> _Excerpt to read_
Domain Decomposition
Parallel programs must break down something to distribute among the different processes or threads. In our previous discussion we talked generally about task parallelism and data parallelism, but we have seen few concrete examples applied to programming. One of the most common parallelisms is a form of data decomposition called domain decomposition. This is typically used for data that can be represented on some form of grid. We break the grid down into subgrids, and assign each subgrid to a process rank. There is no hard and fast rule for numbering the subgrids and usually multiple options are possible.
For a concrete example, consider a two-dimension grid of points, with a function defined at each point. Consider a simple case of four processes. Two obvious possible rank assignments are left-to-right or cyclic.
How to assign the numbers to the subdomains may depend on the problem. MPI provides some utilities that may help with this, but using them requires creating a new communicator group, which we have not discussed, so for now we will do our ordering manually.
Let us consider the “brute force” maximum problem of Project Set 1. In that example, we randomly evaluated a function over a two-dimensional set of $x$ and $y$ values and used gathers to find an approximation to the value and location of the maximum. Another approach is to divide up the grid and perform our random searches independently over each subgrid, then collect results from each subdomain and compare them to find the maximum and its location.

> _The problem_
Can you copy the domain decomposition passage above word for word, in full?

> _Collected material_

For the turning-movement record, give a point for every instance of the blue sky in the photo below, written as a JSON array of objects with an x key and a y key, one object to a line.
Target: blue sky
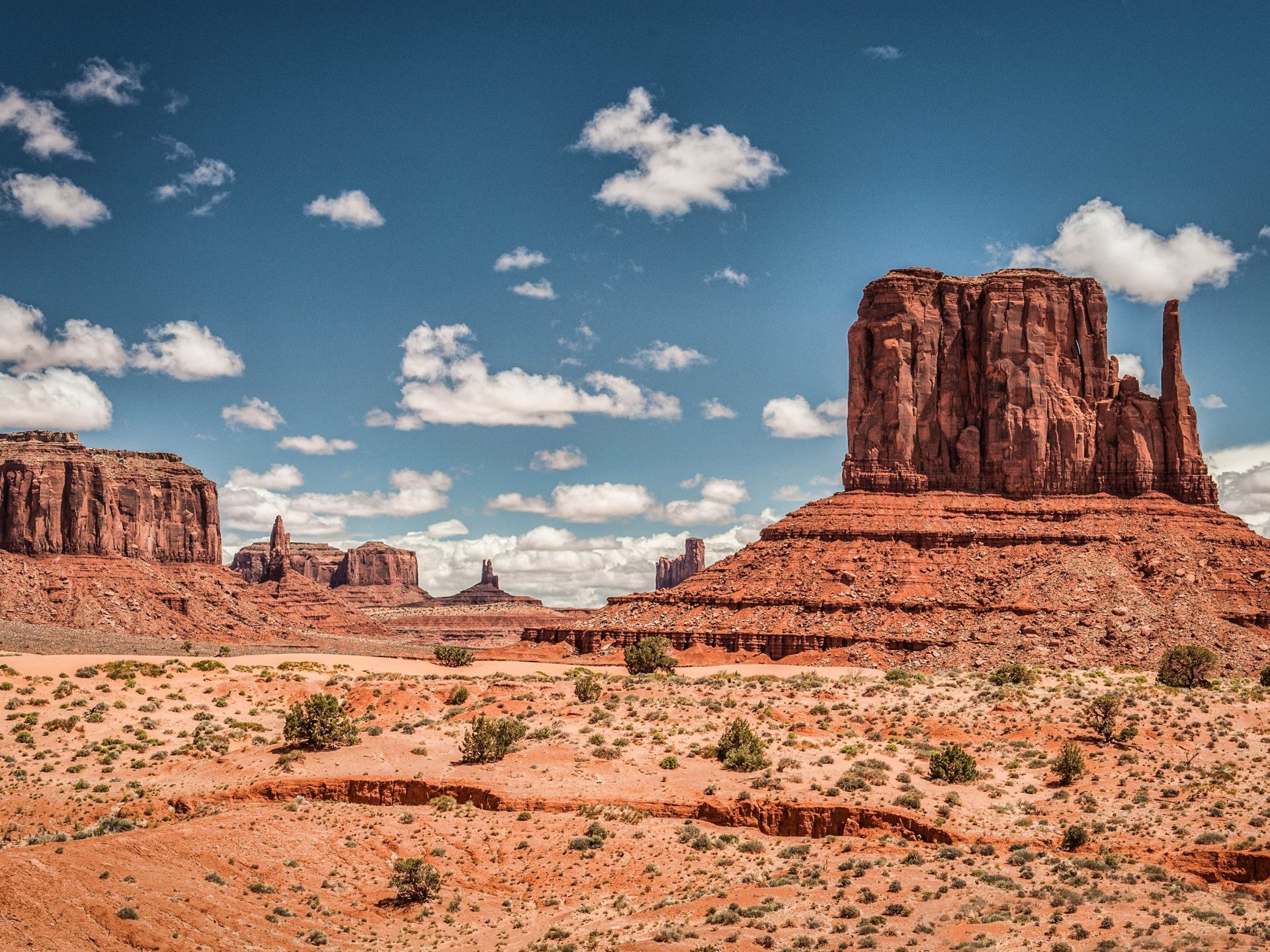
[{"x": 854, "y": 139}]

> _Finished task_
Domain Decomposition
Parallel programs must break down something to distribute among the different processes or threads. In our previous discussion we talked generally about task parallelism and data parallelism, but we have seen few concrete examples applied to programming. One of the most common parallelisms is a form of data decomposition called domain decomposition. This is typically used for data that can be represented on some form of grid. We break the grid down into subgrids, and assign each subgrid to a process rank. There is no hard and fast rule for numbering the subgrids and usually multiple options are possible.
For a concrete example, consider a two-dimension grid of points, with a function defined at each point. Consider a simple case of four processes. Two obvious possible rank assignments are left-to-right or cyclic.
How to assign the numbers to the subdomains may depend on the problem. MPI provides some utilities that may help with this, but using them requires creating a new communicator group, which we have not discussed, so for now we will do our ordering manually.
Let us consider the “brute force” maximum problem of Project Set 1. In that example, we randomly evaluated a function over a two-dimensional set of $x$ and $y$ values and used gathers to find an approximation to the value and location of the maximum. Another approach is to divide up the grid and perform our random searches independently over each subgrid, then collect results from each subdomain and compare them to find the maximum and its location.